- [The task]:
Lay out the data below as a Markdown table with the columns Row and Text, from the first line of the data through the line containing "[0,0,77,75]". Include both of those lines, number each row, and omit blank lines.
━━━━━ Supplied information
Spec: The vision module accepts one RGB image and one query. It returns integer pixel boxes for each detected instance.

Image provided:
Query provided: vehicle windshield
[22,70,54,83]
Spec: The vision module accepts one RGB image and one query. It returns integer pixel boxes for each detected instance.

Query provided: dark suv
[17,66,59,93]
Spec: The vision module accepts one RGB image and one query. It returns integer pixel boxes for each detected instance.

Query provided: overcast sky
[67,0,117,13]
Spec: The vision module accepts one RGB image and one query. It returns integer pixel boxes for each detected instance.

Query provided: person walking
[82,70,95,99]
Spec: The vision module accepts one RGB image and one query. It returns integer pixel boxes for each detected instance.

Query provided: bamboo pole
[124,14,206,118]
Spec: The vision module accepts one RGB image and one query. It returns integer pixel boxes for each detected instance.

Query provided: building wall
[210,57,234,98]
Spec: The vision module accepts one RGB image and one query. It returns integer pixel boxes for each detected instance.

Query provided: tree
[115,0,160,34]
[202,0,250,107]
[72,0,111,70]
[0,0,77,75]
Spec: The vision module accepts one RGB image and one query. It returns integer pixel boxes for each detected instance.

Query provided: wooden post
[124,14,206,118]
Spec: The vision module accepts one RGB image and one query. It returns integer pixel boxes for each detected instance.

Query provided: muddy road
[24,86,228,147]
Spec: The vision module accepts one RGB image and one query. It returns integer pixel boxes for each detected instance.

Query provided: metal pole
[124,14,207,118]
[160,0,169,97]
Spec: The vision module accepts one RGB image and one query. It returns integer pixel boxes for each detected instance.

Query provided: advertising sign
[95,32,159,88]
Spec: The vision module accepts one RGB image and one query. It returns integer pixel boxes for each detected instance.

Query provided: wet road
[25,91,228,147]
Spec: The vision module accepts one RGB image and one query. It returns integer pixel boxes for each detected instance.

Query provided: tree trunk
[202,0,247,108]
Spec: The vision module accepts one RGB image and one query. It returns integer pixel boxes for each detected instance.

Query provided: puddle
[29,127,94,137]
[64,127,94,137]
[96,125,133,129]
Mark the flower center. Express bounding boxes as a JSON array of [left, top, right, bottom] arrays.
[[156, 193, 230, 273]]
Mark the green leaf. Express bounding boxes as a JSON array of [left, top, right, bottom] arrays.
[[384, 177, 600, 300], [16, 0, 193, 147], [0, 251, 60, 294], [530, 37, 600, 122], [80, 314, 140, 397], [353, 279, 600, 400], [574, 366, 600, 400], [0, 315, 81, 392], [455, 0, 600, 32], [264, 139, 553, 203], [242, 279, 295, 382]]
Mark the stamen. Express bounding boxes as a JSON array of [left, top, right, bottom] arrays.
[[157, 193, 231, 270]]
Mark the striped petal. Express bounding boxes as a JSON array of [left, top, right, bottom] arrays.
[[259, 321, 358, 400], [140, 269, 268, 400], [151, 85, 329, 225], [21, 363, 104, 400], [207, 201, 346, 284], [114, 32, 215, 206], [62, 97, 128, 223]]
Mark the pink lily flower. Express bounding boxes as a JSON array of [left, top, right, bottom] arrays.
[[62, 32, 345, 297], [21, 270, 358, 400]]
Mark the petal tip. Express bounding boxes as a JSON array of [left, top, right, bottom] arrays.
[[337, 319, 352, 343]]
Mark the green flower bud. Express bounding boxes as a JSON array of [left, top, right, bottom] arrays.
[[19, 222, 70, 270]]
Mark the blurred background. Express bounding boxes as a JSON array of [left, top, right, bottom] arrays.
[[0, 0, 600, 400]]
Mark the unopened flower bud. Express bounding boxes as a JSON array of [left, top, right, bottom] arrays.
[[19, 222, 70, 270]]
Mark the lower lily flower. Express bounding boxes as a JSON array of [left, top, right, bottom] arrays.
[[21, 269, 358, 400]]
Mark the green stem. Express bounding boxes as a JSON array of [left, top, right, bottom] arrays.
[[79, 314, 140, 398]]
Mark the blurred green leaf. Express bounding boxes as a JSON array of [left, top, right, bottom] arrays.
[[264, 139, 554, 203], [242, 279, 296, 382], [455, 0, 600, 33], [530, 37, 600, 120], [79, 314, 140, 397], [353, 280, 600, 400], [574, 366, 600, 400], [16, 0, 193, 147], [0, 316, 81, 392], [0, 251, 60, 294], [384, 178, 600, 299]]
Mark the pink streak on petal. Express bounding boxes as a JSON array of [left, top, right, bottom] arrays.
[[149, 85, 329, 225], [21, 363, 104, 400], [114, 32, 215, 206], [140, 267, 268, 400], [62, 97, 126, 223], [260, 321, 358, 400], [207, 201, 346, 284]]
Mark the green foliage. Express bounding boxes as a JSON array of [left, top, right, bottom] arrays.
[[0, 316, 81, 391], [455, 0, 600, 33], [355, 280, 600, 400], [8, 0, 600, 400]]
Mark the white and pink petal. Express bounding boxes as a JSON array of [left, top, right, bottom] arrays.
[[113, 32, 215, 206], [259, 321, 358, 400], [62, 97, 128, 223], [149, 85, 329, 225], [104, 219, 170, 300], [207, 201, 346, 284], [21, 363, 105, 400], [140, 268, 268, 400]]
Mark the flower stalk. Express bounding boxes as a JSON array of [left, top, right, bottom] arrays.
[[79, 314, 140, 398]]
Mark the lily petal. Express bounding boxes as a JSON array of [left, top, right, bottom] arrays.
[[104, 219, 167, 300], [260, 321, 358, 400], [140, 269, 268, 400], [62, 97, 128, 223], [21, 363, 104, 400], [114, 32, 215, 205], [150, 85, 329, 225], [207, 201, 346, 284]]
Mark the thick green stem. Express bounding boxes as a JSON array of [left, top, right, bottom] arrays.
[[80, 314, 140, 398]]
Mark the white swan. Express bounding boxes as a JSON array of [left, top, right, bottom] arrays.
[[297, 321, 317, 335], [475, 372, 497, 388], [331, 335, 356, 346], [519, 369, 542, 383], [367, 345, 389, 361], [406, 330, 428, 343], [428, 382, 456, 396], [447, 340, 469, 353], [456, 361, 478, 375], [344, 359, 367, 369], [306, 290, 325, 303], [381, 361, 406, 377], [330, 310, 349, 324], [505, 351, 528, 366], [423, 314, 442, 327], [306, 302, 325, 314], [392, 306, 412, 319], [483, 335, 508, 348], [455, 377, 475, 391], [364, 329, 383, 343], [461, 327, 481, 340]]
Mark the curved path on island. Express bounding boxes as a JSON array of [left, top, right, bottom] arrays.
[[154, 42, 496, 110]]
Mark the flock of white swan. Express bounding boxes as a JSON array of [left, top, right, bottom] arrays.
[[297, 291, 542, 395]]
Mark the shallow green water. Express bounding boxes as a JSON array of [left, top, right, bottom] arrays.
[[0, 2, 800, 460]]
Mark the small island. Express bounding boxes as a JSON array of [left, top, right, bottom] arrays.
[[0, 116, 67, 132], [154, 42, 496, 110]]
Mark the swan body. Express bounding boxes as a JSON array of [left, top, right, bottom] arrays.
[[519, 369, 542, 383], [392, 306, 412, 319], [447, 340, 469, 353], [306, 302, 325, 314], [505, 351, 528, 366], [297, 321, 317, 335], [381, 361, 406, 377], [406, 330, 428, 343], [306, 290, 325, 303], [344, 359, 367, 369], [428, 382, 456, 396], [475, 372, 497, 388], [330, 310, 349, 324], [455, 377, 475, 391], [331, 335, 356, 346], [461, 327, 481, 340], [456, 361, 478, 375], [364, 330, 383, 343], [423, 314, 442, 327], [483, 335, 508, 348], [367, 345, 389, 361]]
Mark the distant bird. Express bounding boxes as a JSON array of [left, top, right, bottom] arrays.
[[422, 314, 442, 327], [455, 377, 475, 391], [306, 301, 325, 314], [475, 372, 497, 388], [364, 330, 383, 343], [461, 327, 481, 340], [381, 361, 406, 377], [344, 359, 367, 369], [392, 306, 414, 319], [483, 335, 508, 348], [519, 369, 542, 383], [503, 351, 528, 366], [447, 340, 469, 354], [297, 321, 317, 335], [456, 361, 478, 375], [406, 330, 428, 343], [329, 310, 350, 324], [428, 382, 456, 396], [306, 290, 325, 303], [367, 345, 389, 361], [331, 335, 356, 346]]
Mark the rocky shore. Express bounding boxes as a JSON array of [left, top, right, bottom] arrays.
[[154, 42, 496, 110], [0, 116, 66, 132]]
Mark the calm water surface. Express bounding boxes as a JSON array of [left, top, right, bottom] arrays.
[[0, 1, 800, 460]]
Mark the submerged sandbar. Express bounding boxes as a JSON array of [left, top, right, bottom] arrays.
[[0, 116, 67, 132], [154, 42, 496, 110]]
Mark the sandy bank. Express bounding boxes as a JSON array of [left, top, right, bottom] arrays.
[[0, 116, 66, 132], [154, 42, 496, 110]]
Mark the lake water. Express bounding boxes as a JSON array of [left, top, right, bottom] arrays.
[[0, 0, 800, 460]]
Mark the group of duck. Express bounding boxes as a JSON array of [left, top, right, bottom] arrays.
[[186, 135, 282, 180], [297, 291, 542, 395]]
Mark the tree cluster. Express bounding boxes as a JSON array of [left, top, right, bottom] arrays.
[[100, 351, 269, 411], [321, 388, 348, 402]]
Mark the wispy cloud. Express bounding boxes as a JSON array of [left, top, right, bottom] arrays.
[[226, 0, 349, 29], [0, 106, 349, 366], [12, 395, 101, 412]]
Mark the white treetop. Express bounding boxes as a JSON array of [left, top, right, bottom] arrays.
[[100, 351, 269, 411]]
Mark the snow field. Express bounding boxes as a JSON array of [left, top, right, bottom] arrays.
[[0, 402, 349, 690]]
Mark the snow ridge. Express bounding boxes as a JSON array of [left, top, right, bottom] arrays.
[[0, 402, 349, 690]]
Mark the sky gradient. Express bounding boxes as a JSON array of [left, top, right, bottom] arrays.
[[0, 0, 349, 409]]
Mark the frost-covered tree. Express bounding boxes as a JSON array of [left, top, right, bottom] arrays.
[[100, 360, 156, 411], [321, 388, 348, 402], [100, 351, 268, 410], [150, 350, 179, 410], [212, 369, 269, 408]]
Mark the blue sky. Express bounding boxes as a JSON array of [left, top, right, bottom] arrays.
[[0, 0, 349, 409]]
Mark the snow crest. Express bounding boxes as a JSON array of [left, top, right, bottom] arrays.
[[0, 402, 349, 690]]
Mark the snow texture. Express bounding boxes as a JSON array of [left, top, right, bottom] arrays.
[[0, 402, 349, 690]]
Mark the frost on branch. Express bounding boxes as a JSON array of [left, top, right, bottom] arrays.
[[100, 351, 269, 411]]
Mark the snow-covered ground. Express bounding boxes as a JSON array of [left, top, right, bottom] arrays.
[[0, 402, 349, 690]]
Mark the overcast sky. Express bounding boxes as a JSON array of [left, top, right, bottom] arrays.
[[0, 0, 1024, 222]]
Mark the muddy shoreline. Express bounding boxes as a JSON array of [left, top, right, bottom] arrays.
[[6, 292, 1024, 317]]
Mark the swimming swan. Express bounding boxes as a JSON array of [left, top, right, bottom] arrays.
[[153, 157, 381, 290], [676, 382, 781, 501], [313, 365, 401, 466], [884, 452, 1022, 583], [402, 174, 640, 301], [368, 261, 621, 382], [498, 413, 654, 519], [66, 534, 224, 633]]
━━━━━━━━━━
- [Output]:
| Row | Text |
|---|---|
| 1 | Spec: The vision module accepts one RGB image and one query. It returns integer pixel boxes for each detected instance. |
| 2 | Image provided: |
| 3 | Query provided: vehicle windshield |
| 4 | [22,70,54,83] |
| 5 | Spec: The vision module accepts one RGB image and one query. It returns integer pixel boxes for each detected instance. |
| 6 | Query provided: dark suv |
| 7 | [17,66,59,93] |
| 8 | Spec: The vision module accepts one RGB image and one query. It returns integer pixel boxes for each detected instance. |
| 9 | Query provided: overcast sky |
| 10 | [67,0,117,13] |
| 11 | Spec: The vision module accepts one RGB image and one query. It returns integer pixel boxes for each detected instance. |
| 12 | Query provided: person walking |
| 13 | [82,70,95,99] |
| 14 | Spec: The vision module accepts one RGB image and one query. It returns integer pixel boxes for each detected instance. |
| 15 | Query provided: bamboo pole |
| 16 | [124,14,206,118] |
| 17 | Spec: The vision module accepts one RGB image and one query. It returns integer pixel boxes for each detected instance. |
| 18 | Query provided: building wall |
| 19 | [210,57,234,98] |
| 20 | Spec: The vision module accepts one RGB image and one query. It returns integer pixel boxes for each detected instance. |
| 21 | Query provided: tree |
| 22 | [115,0,160,34] |
| 23 | [202,0,250,107] |
| 24 | [72,0,111,70] |
| 25 | [0,0,77,75] |